List of tasks
(A) In the passage on GAM and GA2M models, list every section heading.
(B) Carry on the passage on GAM and GA2M models, starting right after its final line of code.

— START Passage provided —

Now, linear model is more complicated, but it is still a glassbox.

## Reference

- [A gentle introduction to GA2Ms, a white box model](https://blog.fiddler.ai/2019/06/a-gentle-introduction-to-ga2ms-a-white-box-model/)
- [Interpretable Machine Learning, chapter 4.3.](https://christophm.github.io/interpretable-ml-book/)

# When to use GAM?

When we want a glassbox model and it is significantly better than Linear model.

# When to use GA2M?

When we want a glassbox model and it is significantly better than GA2M model.

# When not to use GA2M?

When we can use a blackbox model and blackbox model is far more accurate than GA2M.

# Demo: `interpret` library

In [1]:
import pandas as pd
from sklearn.model_selection import train_test_split
from tabkit import opendata

In [2]:
Xtrain, Xtest, ytrain, ytest = opendata.ToyRegression().load()

In [3]:
ytrain.mean(), ytrain.std()

(22.907915567282323, 9.429546081039085)

In [4]:
from interpret import show
from interpret.data import Marginal

marginal = Marginal().explain_data(Xtrain, ytrain, name = 'Train Data')
show(marginal)

In [5]:
# GA2M model
from interpret.glassbox import ExplainableBoostingRegressor


# Pick top 3 interaction
# Set interacton=0 to use GAM
ebm = ExplainableBoostingRegressor(random_state=0, interactions=3)
ebm.fit(Xtrain, ytrain)

— END Passage provided —
— START Given information —

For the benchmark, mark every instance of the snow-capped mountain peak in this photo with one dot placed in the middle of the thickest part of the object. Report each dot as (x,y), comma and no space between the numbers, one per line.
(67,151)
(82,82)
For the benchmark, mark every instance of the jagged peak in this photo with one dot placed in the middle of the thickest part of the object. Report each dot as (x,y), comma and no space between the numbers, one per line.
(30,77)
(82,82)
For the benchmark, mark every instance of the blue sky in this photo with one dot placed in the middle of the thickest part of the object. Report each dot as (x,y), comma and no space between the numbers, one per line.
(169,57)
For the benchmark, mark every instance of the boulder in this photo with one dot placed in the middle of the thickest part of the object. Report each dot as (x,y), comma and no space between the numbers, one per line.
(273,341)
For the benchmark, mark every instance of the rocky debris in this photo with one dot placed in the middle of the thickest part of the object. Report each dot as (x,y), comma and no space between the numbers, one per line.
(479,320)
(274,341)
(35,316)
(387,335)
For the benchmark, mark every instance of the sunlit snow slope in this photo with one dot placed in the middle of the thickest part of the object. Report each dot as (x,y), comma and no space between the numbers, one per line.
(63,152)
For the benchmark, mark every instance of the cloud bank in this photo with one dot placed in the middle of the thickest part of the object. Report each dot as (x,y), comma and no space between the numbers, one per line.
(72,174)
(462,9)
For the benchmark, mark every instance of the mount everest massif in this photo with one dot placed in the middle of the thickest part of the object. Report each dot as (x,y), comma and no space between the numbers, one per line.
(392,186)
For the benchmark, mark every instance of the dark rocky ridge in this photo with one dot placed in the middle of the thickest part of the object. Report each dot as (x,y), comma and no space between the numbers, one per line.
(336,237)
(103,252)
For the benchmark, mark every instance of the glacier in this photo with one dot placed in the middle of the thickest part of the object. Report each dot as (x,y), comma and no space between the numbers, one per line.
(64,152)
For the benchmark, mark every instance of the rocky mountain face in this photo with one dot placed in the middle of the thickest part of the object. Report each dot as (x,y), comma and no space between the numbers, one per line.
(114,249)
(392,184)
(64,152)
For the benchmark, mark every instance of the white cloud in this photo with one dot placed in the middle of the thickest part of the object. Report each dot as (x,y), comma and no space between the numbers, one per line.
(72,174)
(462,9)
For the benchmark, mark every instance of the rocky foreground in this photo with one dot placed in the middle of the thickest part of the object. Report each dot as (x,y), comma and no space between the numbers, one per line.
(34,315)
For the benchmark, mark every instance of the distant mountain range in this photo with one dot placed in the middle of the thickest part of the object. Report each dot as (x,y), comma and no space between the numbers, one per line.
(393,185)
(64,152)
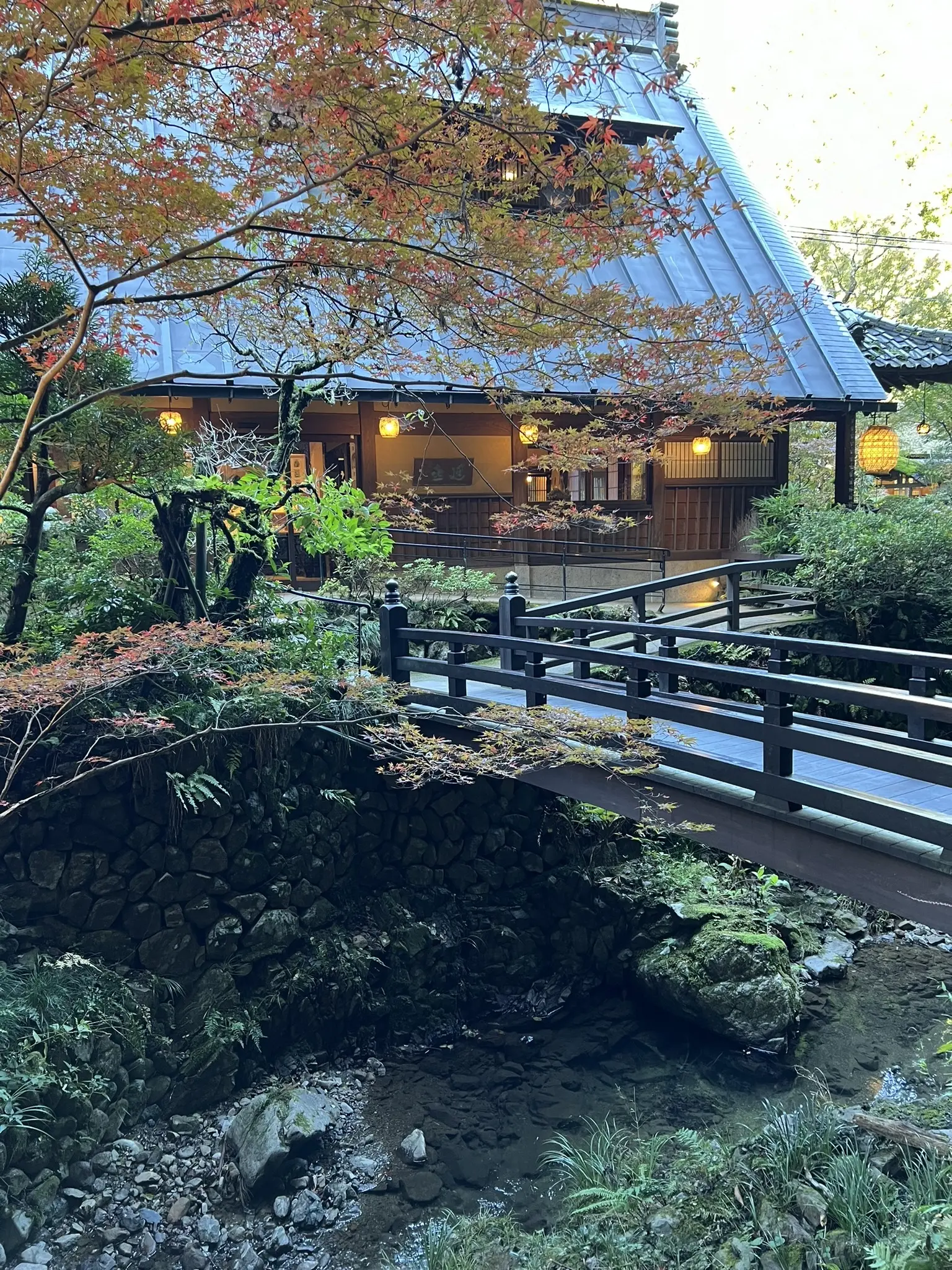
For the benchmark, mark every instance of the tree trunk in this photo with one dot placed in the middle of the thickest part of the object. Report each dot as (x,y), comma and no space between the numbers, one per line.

— END Given information —
— START Given information —

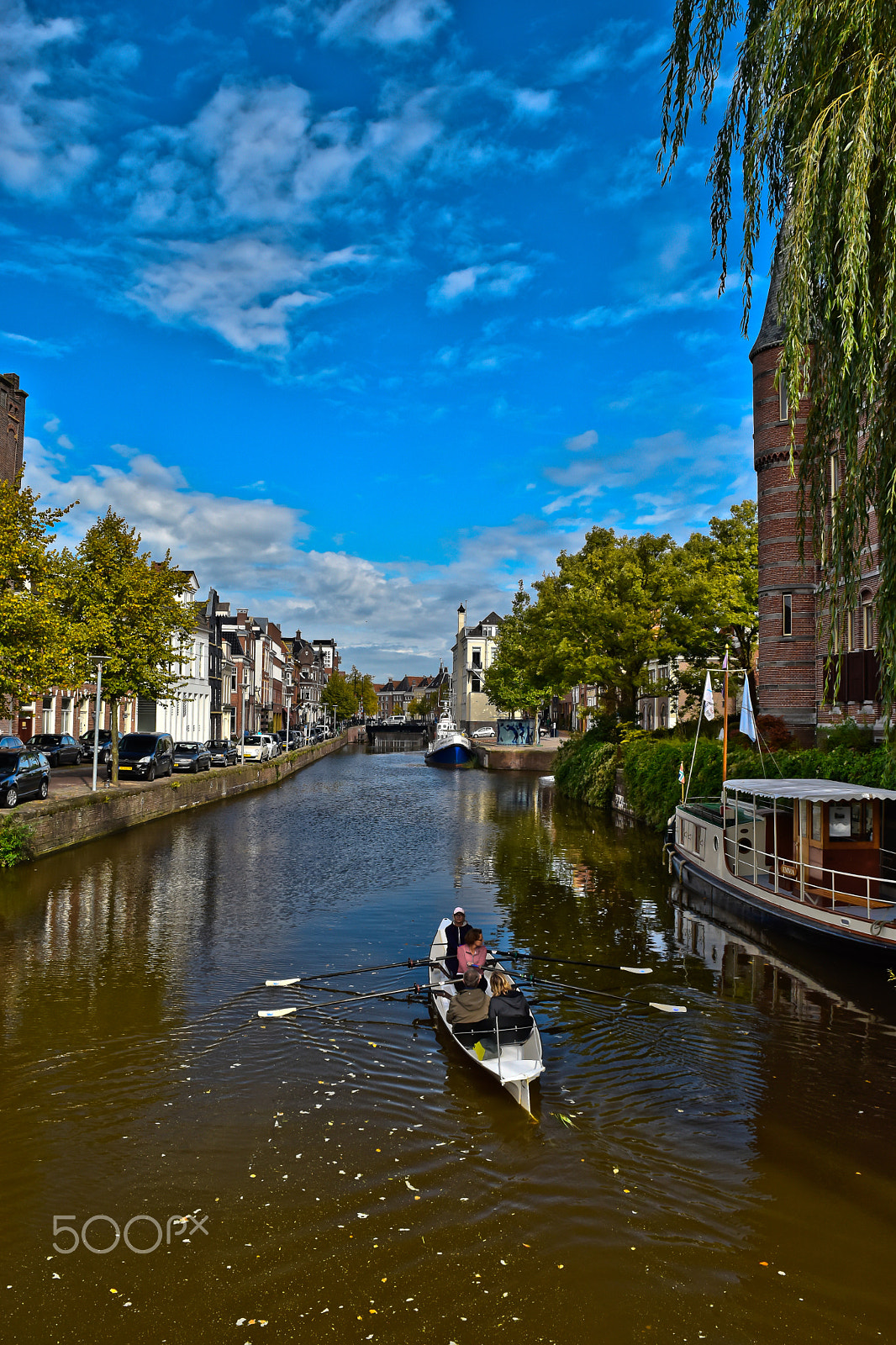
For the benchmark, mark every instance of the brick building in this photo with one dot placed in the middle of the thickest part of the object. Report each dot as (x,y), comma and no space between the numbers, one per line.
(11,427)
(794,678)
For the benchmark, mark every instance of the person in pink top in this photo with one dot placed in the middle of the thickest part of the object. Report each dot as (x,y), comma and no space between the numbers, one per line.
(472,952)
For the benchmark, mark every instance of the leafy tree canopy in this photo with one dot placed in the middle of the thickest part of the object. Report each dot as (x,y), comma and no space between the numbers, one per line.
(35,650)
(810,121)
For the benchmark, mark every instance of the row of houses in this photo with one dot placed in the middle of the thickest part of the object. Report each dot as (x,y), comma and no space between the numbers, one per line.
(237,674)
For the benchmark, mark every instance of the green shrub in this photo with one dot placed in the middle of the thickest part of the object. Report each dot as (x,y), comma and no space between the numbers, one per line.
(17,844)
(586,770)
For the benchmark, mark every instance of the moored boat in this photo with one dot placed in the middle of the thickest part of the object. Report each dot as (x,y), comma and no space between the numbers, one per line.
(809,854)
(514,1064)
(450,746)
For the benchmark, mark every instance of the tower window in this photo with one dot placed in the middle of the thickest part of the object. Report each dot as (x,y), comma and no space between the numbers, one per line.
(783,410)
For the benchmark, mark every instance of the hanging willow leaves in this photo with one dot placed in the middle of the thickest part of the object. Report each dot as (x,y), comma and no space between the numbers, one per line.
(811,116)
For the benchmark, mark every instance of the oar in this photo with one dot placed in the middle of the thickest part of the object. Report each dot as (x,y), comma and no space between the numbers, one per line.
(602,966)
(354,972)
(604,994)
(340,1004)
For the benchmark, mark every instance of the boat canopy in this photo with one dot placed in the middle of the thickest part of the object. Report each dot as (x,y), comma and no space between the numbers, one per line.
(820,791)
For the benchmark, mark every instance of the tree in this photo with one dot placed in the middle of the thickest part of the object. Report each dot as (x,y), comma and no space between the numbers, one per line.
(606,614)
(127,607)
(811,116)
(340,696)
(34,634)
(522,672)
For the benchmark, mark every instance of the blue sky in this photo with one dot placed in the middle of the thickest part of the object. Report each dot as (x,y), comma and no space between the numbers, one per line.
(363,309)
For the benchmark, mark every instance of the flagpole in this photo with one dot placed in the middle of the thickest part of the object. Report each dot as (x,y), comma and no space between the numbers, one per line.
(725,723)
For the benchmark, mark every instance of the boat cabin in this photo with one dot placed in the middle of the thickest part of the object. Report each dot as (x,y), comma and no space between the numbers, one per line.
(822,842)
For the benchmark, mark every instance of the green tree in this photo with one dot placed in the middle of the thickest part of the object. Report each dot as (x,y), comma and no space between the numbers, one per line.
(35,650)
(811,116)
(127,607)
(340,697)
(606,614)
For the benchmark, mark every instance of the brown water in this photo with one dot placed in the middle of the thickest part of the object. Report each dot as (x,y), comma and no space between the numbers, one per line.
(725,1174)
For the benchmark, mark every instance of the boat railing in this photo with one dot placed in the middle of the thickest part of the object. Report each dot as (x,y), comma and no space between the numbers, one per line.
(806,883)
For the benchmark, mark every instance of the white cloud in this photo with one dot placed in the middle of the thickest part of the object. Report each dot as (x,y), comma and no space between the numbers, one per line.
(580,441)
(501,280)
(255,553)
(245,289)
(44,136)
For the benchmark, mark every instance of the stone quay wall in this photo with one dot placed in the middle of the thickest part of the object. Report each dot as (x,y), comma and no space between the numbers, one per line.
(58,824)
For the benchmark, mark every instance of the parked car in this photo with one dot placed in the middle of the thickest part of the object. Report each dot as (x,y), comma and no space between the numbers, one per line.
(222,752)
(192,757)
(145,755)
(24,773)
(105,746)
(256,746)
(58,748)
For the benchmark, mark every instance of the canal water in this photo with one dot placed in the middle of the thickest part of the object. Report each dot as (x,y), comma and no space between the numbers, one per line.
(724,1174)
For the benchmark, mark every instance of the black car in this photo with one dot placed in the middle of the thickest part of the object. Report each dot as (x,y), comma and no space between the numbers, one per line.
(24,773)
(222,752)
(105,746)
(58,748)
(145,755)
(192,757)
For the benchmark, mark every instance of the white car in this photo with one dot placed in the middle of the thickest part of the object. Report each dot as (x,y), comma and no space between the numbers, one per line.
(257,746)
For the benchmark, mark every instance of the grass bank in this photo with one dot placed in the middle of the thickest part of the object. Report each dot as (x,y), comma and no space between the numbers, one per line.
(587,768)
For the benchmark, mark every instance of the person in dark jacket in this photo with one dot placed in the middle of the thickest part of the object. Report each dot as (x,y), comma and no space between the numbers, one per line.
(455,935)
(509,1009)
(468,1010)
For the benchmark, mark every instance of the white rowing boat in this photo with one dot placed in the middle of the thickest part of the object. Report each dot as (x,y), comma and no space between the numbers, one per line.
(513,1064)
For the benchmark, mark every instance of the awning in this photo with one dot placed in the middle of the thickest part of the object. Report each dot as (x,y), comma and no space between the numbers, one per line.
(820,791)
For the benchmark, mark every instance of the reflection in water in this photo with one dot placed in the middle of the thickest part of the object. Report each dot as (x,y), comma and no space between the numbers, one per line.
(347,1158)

— END Given information —

Answers per task
(A)
- Reference
- When to use GAM?
- When to use GA2M?
- When not to use GA2M?
- Demo: `interpret` library

(B)
ExplainableBoostingRegressor(feature_names=['CRIM', 'ZN', 'INDUS', 'CHAS',
                                            'NOX', 'RM', 'AGE', 'DIS', 'RAD',
                                            'TAX', 'PTRATIO', 'B', 'LSTAT',
                                            'RM x TAX', 'INDUS x LSTAT',
                                            'DIS x LSTAT'],
                             feature_types=['continuous', 'continuous',
                                            'continuous', 'categorical',
                                            'continuous', 'continuous',
                                            'continuous', 'continuous',
                                            'continuous', 'continuous',
                                            'continuous', 'continuous',
                                            'continuous', 'pairwise',
                                            'pairwise', 'pairwise'],
                             interactions=3, random_state=0)

In [6]:
from interpret.perf import RegressionPerf


ebm_perf = RegressionPerf(ebm.predict).explain_perf(Xtest, ytest, name='EBM')
show(ebm_perf)

In [7]:
ebm_global = ebm.explain_global(name='EBM')
show(ebm_global)

In [8]:
ebm_local = ebm.explain_local(Xtest[:5], ytest[:5], name='EBM')
show(ebm_local)